* [TEXT SECTION]
★ ★ ★ ★ ★ ★ ★

Dark web, dark deeds - report reveals reality of virtual illicit guns trade

Where do criminals obtain their firearms from? It’s a topic of much conjecture and debate, with the definitive answer mired by the fact that criminals are unlikely to reveal their sources of supply. While authorities constantly target the law-abiding firearm owner in an unsuccessful and misguided attempt to curb the illicit firearms market, a new report has found that the internet is being used as a virtual trading platform for criminals.

Behind the curtain: the illicit trade of firearms, explosives and ammunition on the dark web is the first study to examine the size and scope of the dark web in terms of illicit firearms trading. Described by the researchers as a section on the internet that is “not searchable by traditional search engines and hidden behind anonymity software”, the dark web has been identified as a potential “platform of choice for individuals (eg, lone-wolf terrorists) or small groups (eg, gangs) to obtain weapons and ammunition behind the anonymity curtain”.

Released in July 2017, the 148-page report, commissioned by the UK’s Economic and Social Research Council, made some startling revelations. It valued the dark web arms trade at around $US80,000 per month, with firearms accounting for nearly 90 per cent of all sales. It also traced buyers and sellers to Australia, with 11 Australian-based vendors identified as listing firearms for sale on dark web pages, selling and shipping around $1120 worth of illicit wares each month. Australia was also listed as a shipping destination for illicit firearms.

Conducted by the independent not-for-profit research group RAND Europe and the University of Manchester, the study also found that 60 per cent of firearms for sale on the dark web are sourced from the United States. Criminal customers in Europe were found to be the main purchasers of illicit firearms, accounting for 25 per cent of tracked sales, at prices around five times those of other customers. The lone-wolf attacker in Munich, Germany, in 2016, where nine people were killed and 36 others injured, used a pistol purchased on the dark web.

★ ★ ★ ★ ★ ★ ★

* [INFORMATION SUPPLIED]
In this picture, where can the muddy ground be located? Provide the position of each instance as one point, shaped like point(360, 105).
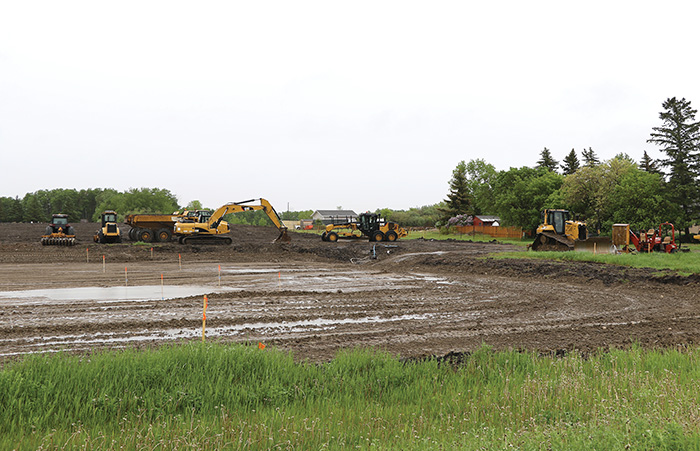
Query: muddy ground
point(416, 298)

★ ★ ★ ★ ★ ★ ★

* [INSTRUCTIONS]
[a] According to the dark web guns text, what percentage of firearms for sale on the dark web come from the United States?
[b] Please retype the part of the dark web guns text that opens with the words "Released in July" and closes with "for illicit firearms.".

* [LIST OF SOLUTIONS]
[a] 60 per cent.

[b]
Released in July 2017, the 148-page report, commissioned by the UK’s Economic and Social Research Council, made some startling revelations. It valued the dark web arms trade at around $US80,000 per month, with firearms accounting for nearly 90 per cent of all sales. It also traced buyers and sellers to Australia, with 11 Australian-based vendors identified as listing firearms for sale on dark web pages, selling and shipping around $1120 worth of illicit wares each month. Australia was also listed as a shipping destination for illicit firearms.